**Dataset content:**
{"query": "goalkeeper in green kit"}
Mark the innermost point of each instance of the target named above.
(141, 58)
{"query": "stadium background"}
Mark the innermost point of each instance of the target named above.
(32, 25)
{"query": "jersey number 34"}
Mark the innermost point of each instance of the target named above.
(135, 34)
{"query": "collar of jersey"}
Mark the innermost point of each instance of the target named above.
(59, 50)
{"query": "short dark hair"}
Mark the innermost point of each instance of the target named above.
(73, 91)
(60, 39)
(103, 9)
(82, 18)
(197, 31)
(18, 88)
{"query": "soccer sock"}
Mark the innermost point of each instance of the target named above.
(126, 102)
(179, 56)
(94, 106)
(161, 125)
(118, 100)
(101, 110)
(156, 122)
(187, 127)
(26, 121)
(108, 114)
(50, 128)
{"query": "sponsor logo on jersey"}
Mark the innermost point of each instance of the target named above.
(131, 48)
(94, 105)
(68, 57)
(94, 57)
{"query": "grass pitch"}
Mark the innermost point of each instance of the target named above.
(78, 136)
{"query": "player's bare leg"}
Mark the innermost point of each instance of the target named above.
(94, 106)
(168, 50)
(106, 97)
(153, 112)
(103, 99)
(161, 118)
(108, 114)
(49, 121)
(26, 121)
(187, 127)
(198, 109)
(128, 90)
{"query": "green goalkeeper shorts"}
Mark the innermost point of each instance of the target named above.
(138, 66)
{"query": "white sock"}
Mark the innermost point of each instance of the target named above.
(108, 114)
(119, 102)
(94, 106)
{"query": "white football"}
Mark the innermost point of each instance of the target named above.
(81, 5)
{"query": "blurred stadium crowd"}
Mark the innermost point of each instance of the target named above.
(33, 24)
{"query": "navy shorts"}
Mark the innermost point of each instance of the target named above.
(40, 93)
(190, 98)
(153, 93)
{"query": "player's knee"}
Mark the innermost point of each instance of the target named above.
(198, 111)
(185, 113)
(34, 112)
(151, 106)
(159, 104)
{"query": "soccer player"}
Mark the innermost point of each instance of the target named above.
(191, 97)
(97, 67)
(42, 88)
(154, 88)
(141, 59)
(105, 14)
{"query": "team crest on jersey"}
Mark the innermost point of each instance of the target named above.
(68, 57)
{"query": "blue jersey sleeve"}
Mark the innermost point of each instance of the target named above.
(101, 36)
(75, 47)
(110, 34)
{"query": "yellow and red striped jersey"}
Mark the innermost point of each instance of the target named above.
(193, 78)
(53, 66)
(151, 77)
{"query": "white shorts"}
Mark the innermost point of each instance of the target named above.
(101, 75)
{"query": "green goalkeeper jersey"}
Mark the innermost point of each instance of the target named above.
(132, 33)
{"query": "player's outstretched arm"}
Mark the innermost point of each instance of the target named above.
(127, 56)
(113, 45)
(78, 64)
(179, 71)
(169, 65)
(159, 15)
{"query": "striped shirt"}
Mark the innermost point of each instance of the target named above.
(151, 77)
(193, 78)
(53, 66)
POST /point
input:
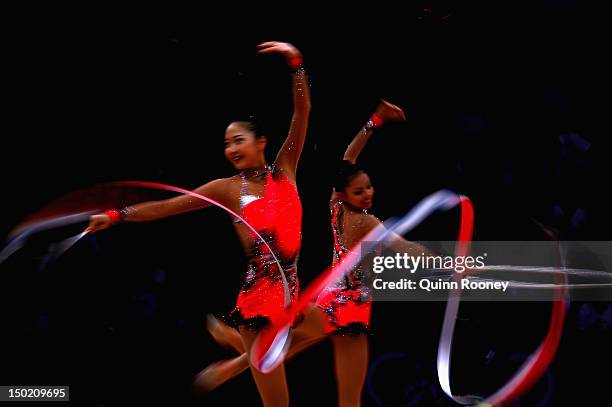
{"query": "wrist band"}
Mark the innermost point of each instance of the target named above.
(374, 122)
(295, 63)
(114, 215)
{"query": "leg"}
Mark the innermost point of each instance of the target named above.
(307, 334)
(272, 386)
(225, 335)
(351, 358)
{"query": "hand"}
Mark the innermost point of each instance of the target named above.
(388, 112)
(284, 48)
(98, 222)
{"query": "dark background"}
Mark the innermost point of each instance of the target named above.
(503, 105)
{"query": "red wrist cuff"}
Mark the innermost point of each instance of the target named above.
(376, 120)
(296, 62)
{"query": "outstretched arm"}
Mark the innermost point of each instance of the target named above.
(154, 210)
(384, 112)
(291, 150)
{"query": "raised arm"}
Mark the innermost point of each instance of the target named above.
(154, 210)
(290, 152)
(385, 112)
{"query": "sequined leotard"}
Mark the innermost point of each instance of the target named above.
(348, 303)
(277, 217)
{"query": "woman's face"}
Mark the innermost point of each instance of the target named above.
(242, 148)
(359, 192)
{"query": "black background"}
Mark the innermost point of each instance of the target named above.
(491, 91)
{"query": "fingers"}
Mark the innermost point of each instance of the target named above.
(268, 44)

---

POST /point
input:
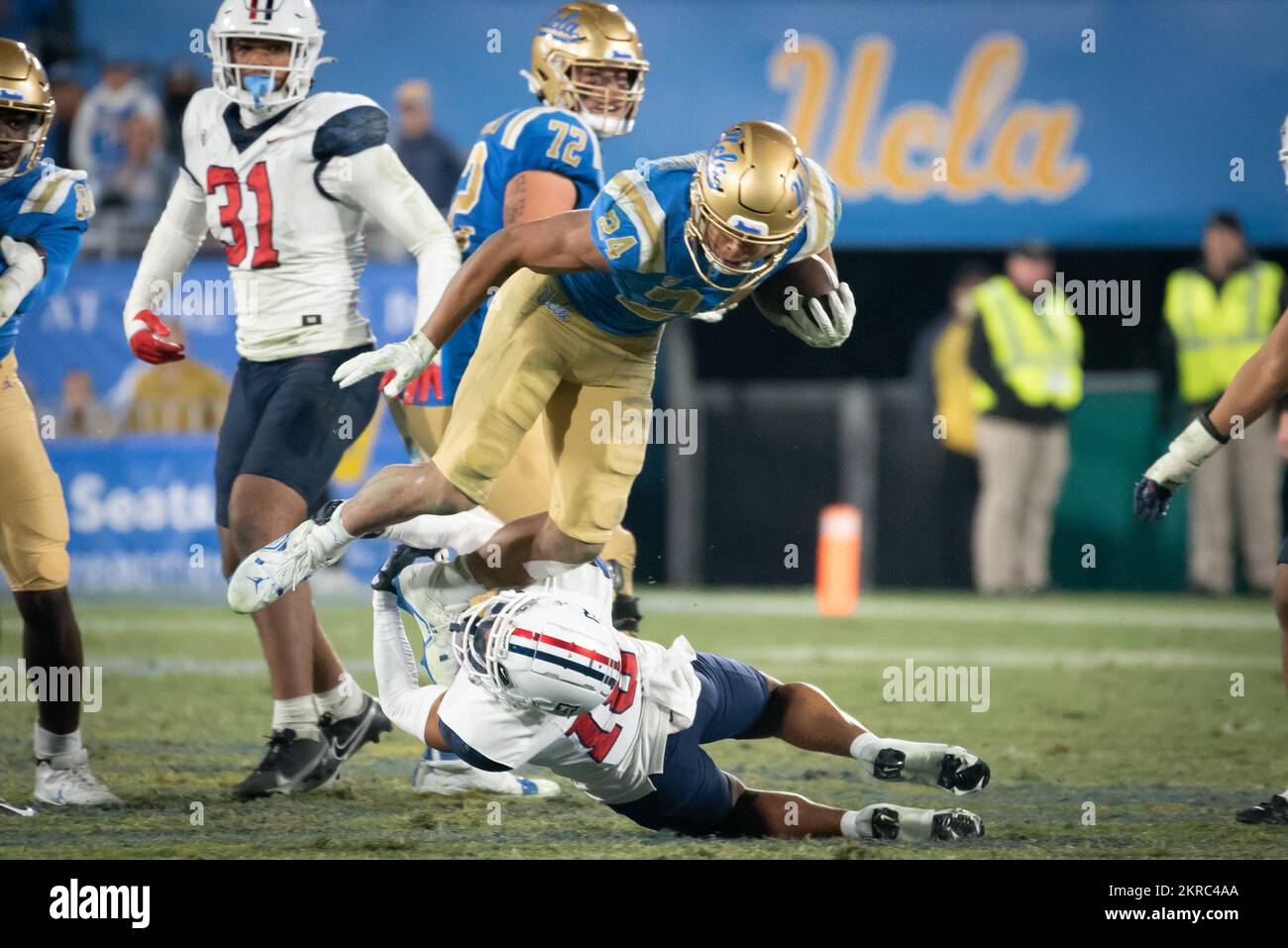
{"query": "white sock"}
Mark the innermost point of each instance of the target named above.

**Exercise aim:**
Gather every line above that contains the word "green", and copy each one out in full.

**Exercise response:**
{"query": "goalkeeper in green kit"}
{"query": "green goalkeeper shorts"}
{"query": "green goalkeeper jersey"}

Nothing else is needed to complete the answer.